**WHAT IS ASKED**. Repeat word for word the lines of the records that start with the line containing "the cymbal stand" and run through the line containing "583), (422, 88)]", both included.

____________________

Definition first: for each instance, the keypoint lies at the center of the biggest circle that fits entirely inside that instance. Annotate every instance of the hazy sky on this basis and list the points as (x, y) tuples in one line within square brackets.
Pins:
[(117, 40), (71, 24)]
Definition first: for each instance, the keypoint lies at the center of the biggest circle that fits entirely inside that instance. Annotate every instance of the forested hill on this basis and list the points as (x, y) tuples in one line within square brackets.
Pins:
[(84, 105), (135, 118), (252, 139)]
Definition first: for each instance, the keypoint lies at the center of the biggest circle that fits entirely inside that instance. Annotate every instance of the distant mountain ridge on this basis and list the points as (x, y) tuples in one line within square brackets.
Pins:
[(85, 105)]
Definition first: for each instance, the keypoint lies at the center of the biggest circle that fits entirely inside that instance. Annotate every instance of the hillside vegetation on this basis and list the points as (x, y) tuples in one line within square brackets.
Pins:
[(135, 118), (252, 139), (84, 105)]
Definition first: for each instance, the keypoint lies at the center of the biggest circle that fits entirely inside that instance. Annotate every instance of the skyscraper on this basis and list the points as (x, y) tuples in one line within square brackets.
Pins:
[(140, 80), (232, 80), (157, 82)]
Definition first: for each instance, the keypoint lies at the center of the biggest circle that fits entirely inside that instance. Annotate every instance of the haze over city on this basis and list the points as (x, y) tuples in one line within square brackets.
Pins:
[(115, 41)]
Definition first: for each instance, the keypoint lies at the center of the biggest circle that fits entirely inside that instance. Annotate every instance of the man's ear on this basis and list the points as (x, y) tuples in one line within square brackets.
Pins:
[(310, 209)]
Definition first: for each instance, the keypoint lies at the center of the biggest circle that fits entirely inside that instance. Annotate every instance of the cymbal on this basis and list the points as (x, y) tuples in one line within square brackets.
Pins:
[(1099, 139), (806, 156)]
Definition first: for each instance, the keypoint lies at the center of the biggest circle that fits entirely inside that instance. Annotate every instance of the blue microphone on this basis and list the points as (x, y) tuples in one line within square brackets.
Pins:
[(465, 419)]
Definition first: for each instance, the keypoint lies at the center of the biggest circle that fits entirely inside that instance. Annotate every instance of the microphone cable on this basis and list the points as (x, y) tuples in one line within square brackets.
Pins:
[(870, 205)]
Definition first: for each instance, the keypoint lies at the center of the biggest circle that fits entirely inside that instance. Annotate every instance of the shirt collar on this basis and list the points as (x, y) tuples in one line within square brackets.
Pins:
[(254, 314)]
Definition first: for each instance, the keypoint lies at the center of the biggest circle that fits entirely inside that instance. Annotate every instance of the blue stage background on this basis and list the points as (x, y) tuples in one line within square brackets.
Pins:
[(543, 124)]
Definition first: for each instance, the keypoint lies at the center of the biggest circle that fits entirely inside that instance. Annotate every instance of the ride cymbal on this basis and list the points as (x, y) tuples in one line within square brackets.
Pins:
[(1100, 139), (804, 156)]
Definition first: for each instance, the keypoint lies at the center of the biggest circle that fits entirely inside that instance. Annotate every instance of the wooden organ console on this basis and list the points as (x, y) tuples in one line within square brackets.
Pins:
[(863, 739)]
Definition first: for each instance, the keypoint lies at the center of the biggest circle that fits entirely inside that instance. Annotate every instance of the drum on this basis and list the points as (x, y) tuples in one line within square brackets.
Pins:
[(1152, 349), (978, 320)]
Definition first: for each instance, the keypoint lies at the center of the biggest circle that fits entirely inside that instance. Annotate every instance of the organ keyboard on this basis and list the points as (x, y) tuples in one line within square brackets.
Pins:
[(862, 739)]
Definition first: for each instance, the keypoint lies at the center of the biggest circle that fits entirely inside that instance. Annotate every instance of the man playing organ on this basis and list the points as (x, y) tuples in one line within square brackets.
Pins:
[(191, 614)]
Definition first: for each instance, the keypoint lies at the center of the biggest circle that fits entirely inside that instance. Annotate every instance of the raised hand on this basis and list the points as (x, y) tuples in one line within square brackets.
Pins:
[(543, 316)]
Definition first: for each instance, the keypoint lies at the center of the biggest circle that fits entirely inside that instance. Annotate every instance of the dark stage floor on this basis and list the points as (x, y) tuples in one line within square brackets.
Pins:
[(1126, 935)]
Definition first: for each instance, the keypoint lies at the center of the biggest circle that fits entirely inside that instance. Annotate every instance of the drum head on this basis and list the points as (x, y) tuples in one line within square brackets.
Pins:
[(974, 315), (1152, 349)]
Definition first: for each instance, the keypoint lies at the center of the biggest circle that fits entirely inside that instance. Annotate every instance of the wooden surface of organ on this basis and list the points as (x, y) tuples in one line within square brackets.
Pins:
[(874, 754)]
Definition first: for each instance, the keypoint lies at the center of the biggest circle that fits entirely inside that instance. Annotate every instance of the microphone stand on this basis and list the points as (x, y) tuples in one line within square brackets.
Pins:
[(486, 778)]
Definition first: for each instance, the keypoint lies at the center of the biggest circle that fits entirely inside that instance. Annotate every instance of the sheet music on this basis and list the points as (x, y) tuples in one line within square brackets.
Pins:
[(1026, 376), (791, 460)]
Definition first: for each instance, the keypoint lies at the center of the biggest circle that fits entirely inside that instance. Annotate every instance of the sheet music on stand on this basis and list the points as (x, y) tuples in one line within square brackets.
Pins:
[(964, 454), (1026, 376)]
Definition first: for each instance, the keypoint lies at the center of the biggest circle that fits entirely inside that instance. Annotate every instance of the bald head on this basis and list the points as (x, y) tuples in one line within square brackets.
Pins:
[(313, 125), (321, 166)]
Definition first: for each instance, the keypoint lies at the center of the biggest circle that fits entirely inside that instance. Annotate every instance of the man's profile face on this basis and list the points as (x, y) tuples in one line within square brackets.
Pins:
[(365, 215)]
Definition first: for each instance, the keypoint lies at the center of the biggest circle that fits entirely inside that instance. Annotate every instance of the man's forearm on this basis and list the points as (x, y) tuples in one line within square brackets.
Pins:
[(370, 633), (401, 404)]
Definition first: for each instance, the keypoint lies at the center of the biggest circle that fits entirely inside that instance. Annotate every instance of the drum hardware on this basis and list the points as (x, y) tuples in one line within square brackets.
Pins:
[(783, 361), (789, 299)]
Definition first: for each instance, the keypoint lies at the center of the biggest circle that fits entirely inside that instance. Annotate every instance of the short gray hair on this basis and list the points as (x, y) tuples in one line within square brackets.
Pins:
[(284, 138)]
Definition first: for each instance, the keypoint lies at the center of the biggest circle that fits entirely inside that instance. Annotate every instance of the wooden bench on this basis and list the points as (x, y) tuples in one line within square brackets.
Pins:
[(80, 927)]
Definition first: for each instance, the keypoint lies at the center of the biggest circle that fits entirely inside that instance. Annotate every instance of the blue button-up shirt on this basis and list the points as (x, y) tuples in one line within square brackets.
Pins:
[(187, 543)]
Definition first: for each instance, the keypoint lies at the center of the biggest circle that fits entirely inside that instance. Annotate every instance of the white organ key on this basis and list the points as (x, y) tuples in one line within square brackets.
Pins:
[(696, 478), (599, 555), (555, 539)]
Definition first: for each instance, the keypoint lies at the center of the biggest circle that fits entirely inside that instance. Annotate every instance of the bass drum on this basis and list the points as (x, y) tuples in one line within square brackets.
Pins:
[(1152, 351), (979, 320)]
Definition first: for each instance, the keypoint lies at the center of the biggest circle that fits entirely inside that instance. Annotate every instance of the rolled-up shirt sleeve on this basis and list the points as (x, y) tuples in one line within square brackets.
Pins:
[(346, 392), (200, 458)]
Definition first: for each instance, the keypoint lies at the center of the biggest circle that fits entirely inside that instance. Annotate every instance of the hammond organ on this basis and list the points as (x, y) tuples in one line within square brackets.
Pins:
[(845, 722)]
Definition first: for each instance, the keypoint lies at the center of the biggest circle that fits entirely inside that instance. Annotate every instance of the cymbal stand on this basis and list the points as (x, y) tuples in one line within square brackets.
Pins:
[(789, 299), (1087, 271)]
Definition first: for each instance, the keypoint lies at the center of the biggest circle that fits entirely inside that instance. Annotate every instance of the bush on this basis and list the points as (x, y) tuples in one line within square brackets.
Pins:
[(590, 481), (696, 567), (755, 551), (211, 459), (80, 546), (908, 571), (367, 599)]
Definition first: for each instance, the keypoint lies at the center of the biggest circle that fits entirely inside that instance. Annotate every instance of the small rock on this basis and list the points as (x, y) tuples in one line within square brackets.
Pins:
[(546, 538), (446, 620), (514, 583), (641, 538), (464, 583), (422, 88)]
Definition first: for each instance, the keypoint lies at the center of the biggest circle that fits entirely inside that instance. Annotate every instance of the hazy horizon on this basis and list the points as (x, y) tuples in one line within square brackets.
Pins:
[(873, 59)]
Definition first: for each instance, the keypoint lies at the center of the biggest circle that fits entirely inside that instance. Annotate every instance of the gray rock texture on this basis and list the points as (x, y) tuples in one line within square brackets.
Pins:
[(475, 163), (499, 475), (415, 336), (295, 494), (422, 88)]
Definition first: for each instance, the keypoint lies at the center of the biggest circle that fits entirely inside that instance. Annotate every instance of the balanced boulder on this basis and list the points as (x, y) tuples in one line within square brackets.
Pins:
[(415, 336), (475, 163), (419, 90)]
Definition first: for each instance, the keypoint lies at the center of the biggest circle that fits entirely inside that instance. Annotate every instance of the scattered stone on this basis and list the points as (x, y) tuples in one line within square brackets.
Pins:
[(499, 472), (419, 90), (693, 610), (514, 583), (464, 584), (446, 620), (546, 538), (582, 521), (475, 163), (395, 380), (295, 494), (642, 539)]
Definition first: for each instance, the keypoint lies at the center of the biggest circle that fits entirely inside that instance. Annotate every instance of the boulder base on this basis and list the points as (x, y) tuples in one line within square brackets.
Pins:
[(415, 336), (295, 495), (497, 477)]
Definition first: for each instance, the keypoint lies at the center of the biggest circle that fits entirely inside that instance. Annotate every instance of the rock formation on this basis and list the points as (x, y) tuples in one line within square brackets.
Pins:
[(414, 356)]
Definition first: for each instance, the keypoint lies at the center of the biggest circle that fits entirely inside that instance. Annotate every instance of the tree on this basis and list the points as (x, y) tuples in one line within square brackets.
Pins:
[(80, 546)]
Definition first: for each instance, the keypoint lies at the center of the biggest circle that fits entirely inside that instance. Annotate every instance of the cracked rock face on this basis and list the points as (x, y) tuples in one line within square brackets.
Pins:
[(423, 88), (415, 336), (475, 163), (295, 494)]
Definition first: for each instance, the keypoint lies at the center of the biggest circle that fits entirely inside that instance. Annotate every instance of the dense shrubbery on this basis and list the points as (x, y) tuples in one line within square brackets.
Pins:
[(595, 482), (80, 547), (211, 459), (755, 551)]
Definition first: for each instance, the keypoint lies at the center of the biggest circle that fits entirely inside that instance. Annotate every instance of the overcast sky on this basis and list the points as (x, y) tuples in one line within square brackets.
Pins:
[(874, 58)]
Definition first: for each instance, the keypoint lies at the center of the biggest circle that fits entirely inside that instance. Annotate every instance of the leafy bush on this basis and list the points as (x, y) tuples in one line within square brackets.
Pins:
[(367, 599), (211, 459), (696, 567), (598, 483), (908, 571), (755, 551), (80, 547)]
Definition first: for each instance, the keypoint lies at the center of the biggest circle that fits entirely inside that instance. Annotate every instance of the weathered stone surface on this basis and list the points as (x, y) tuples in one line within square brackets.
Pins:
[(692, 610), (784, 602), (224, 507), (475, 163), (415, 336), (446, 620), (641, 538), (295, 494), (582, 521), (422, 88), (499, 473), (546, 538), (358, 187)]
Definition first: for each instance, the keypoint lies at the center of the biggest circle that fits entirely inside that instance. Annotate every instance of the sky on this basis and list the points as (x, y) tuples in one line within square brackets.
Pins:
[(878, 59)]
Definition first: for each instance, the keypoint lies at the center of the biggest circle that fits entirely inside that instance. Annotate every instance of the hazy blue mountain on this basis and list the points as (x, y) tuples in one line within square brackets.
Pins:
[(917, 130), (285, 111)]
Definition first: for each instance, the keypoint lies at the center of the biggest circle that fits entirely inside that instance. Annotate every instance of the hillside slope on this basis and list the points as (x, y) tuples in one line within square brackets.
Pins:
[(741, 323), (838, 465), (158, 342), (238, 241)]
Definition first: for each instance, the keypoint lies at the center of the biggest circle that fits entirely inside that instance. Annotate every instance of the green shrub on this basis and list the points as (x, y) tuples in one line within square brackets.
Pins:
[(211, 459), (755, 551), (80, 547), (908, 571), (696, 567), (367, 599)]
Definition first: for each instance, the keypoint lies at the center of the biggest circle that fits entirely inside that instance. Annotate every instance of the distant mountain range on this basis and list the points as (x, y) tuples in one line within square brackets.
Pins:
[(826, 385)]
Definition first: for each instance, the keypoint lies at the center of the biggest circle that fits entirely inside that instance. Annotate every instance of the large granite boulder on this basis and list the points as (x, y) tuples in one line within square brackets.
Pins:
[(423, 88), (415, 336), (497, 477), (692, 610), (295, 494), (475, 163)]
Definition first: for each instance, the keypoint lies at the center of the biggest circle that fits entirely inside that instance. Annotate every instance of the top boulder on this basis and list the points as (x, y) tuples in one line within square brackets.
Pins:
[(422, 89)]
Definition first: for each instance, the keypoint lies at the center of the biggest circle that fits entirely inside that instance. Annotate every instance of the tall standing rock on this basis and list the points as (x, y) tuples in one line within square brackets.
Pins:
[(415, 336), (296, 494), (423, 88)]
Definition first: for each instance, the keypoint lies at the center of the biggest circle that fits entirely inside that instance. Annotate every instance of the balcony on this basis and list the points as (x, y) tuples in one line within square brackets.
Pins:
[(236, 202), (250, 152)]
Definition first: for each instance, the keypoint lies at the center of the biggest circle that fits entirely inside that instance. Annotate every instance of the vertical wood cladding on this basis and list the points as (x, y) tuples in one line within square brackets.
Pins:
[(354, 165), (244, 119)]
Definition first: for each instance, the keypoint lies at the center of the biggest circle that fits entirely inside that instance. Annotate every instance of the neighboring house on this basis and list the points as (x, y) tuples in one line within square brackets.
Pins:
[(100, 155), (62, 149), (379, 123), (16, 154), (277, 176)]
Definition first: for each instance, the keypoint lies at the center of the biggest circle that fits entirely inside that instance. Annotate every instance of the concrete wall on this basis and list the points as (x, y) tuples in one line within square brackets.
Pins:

____________________

**THE OUTPUT**.
Definition first: for each instance, the keypoint lies at the center of the biggest circle that fits entirely inside that instance. Annotate every instance of the cymbal stand on this basis and list the points as (x, y) tuples in one line within square brackets.
Pins:
[(789, 299), (1087, 271)]
Definition first: for each instance, the keypoint lies at the center of the biggest circle that fits entirely inside that instance. Annotate every instance of the bush on this basis and list the points as (x, y) tuples in one line within square brackets.
Pins:
[(590, 481), (696, 567), (755, 551), (211, 459), (80, 546), (908, 571), (367, 599)]
Definition first: for each instance, the keypoint lies at the center of the biggest circle that fits entirely inside that instance. Annotate every instance of the small rock on this basis and list the points as (x, y) tuples in one line within square brackets.
Pins:
[(546, 538), (446, 620), (514, 583), (641, 538), (464, 583), (422, 88)]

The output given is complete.